# Instruction
Please quote the material below from the line with "like x=102 y=250." up to and including the line with "x=244 y=175", and nothing outside that span.

- - - -

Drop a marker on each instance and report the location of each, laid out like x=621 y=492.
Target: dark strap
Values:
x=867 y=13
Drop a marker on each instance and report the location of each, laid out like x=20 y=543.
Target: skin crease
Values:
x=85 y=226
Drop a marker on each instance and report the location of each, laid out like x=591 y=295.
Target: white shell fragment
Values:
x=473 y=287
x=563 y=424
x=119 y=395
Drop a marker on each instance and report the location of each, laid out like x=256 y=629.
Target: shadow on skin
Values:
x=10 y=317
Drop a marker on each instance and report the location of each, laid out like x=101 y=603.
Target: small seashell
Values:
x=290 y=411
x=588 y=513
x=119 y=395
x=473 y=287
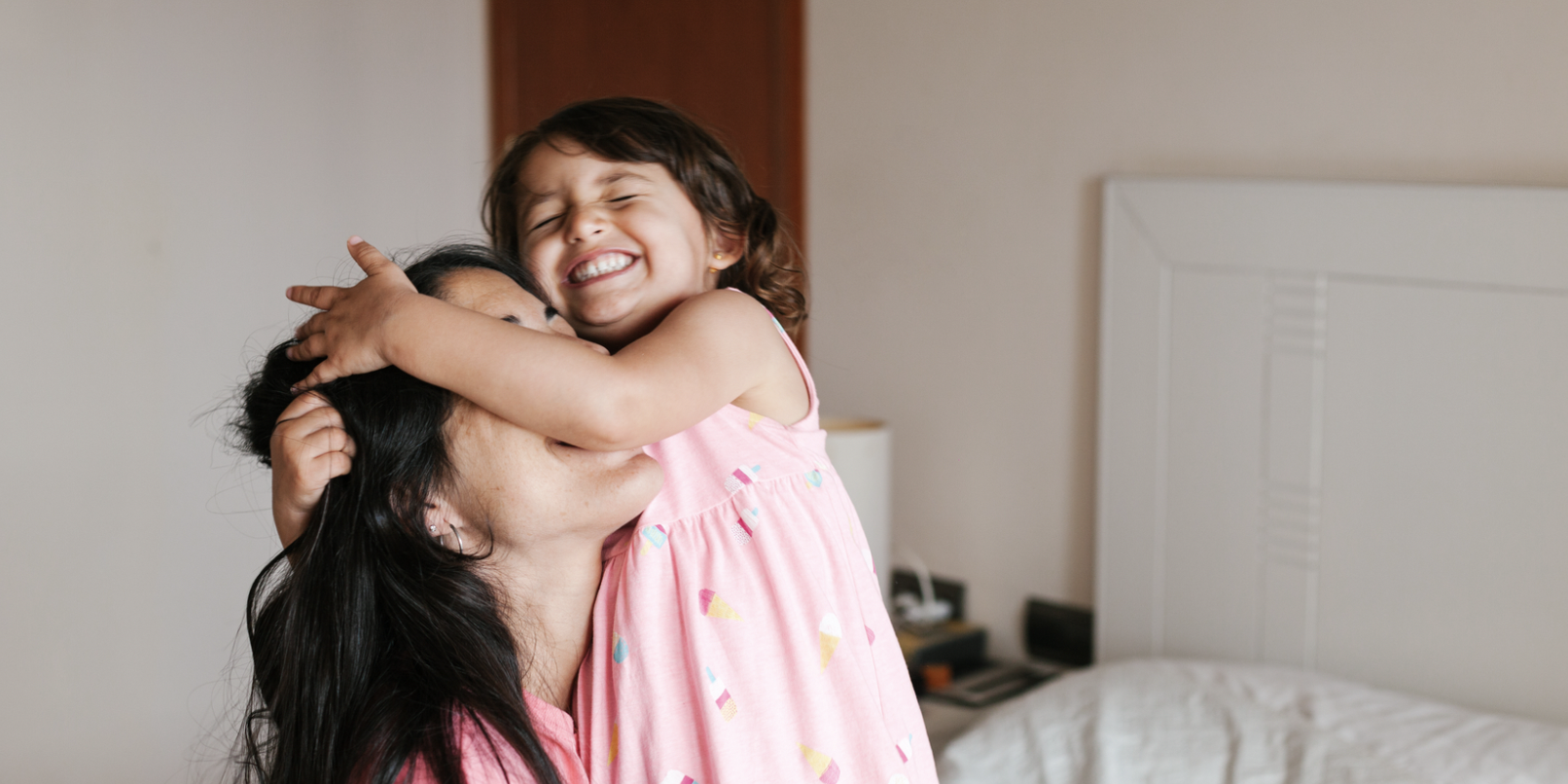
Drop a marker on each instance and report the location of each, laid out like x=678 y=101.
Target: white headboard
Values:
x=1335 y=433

- - - -

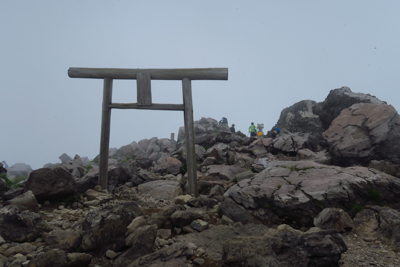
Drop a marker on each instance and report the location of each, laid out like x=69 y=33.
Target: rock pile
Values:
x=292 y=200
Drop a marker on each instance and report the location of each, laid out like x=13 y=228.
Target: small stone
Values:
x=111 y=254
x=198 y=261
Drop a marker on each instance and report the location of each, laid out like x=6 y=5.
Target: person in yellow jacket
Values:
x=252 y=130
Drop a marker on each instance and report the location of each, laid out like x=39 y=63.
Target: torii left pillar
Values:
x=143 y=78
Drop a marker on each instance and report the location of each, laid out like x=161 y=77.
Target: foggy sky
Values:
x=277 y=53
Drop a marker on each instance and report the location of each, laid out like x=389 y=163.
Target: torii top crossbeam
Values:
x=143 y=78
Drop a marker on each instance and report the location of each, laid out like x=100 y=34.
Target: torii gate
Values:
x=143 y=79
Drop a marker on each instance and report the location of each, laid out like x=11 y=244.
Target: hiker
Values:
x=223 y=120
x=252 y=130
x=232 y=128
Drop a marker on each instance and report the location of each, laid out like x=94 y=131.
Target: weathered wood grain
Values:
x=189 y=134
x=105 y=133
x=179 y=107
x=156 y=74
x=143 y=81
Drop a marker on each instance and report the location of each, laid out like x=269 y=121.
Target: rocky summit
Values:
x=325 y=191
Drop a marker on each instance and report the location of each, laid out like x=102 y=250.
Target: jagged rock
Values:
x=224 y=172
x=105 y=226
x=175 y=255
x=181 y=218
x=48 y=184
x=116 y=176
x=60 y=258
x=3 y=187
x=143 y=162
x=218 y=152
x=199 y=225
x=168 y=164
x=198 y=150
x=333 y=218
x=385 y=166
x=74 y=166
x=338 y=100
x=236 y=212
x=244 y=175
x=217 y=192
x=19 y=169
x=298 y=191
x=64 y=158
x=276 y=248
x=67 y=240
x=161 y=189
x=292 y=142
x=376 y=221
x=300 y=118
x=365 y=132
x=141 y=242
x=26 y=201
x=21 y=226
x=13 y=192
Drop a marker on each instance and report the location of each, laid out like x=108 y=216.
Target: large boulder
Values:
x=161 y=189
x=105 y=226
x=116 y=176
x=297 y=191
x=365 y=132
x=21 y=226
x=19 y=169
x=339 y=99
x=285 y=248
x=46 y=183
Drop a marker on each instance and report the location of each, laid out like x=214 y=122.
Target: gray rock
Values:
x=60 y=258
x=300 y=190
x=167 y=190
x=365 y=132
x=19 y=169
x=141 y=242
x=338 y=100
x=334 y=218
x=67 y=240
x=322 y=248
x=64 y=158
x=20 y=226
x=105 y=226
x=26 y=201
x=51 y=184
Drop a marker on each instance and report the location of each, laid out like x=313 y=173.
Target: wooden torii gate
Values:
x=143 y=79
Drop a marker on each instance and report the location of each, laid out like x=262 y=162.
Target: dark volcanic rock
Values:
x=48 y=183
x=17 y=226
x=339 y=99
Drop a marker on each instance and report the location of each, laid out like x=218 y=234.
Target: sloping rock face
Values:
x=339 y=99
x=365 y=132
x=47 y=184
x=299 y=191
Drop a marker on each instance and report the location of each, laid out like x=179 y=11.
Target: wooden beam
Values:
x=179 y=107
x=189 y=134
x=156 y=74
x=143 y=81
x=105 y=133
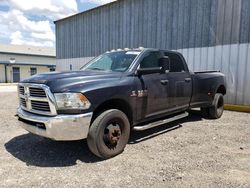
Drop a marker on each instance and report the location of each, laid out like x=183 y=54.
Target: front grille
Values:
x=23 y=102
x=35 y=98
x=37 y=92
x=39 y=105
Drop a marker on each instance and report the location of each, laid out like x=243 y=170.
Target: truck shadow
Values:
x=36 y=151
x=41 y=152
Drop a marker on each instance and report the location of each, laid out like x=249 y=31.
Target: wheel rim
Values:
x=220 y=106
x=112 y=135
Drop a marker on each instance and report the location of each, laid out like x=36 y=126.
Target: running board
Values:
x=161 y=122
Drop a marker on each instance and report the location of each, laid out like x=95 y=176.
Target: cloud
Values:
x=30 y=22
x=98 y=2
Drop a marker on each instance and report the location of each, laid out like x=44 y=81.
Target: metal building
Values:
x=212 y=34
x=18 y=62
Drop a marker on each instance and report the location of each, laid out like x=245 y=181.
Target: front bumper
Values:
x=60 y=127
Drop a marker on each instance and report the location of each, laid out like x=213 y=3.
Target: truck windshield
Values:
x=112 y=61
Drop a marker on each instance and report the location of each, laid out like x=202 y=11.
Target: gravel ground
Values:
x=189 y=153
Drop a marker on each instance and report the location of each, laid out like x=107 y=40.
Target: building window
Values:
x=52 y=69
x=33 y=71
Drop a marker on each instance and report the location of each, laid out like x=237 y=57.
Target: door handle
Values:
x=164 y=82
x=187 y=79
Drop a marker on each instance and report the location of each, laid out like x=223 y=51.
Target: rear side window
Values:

- - - -

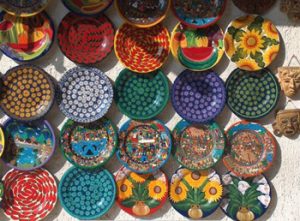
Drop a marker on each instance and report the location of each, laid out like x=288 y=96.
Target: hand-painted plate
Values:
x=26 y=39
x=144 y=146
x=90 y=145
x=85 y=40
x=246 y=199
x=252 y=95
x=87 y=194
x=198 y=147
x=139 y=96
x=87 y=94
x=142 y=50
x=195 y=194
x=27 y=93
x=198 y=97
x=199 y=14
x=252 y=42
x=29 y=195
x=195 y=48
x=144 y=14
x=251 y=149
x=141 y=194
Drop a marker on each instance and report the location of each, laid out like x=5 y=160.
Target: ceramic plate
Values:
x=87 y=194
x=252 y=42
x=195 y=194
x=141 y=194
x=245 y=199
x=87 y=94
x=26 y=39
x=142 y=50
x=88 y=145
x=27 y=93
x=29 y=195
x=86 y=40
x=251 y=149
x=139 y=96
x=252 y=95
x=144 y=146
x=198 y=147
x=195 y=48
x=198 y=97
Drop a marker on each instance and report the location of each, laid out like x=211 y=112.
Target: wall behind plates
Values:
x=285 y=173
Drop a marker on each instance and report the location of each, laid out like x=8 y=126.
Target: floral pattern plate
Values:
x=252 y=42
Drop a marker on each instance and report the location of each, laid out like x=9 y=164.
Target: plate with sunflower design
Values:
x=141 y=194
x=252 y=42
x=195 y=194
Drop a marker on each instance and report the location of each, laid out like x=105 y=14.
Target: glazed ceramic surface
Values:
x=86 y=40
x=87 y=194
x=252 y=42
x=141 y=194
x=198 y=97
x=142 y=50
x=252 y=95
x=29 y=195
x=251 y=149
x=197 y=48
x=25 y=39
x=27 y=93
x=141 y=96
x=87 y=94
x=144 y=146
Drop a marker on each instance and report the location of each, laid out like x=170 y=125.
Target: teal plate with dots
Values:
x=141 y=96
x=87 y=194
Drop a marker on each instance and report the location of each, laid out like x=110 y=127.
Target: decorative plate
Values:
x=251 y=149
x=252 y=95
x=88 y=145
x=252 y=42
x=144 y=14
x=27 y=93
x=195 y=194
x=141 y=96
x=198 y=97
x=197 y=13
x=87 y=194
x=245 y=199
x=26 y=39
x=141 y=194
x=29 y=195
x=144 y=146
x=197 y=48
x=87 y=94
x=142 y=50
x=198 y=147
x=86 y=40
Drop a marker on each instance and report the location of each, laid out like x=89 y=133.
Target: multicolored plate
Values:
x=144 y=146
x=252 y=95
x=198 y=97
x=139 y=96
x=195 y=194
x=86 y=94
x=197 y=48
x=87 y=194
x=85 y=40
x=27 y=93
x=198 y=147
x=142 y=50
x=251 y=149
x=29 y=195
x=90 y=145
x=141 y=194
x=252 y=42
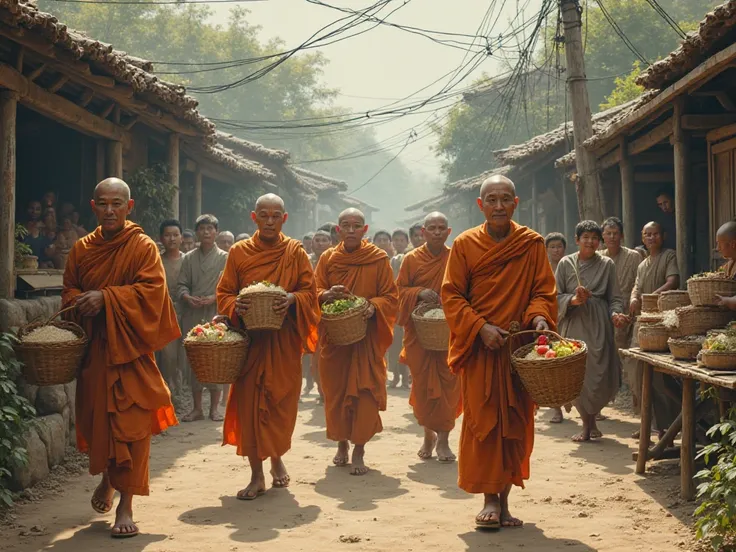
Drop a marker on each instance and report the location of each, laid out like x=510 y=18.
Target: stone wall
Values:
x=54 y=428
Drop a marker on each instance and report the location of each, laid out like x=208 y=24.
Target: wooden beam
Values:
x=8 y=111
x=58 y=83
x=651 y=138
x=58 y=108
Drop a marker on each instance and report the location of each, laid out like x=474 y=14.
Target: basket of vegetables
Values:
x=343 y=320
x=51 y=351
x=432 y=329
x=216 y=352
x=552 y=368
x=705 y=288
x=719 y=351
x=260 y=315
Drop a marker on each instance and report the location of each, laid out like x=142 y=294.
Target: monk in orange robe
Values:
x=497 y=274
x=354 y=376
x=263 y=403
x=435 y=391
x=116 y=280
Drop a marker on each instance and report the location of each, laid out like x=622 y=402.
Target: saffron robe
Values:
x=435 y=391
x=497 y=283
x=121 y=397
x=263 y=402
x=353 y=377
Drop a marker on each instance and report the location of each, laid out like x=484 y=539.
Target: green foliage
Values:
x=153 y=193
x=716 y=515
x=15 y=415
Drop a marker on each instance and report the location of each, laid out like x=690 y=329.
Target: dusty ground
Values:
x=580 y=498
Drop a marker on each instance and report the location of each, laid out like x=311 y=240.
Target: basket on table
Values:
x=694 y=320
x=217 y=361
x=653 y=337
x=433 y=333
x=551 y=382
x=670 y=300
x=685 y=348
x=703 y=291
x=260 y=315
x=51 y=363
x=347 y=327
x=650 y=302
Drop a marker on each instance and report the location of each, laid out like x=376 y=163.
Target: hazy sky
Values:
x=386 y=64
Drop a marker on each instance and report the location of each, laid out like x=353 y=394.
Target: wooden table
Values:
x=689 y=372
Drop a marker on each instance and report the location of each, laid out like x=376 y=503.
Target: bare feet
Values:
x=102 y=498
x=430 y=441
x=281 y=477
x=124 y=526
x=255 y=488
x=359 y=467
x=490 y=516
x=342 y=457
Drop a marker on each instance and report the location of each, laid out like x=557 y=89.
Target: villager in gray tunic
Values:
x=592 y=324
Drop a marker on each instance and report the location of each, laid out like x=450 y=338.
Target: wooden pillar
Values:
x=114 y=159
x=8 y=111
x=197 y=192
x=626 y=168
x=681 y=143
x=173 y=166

- - - -

# Output of the task
Drop a marker on each instance and report the location of each, laid out like x=102 y=250.
Target: jagged rock
Values:
x=224 y=172
x=105 y=226
x=175 y=255
x=181 y=218
x=48 y=184
x=116 y=176
x=60 y=258
x=3 y=187
x=143 y=162
x=218 y=152
x=199 y=225
x=168 y=164
x=198 y=150
x=333 y=218
x=385 y=166
x=74 y=166
x=338 y=100
x=236 y=212
x=244 y=175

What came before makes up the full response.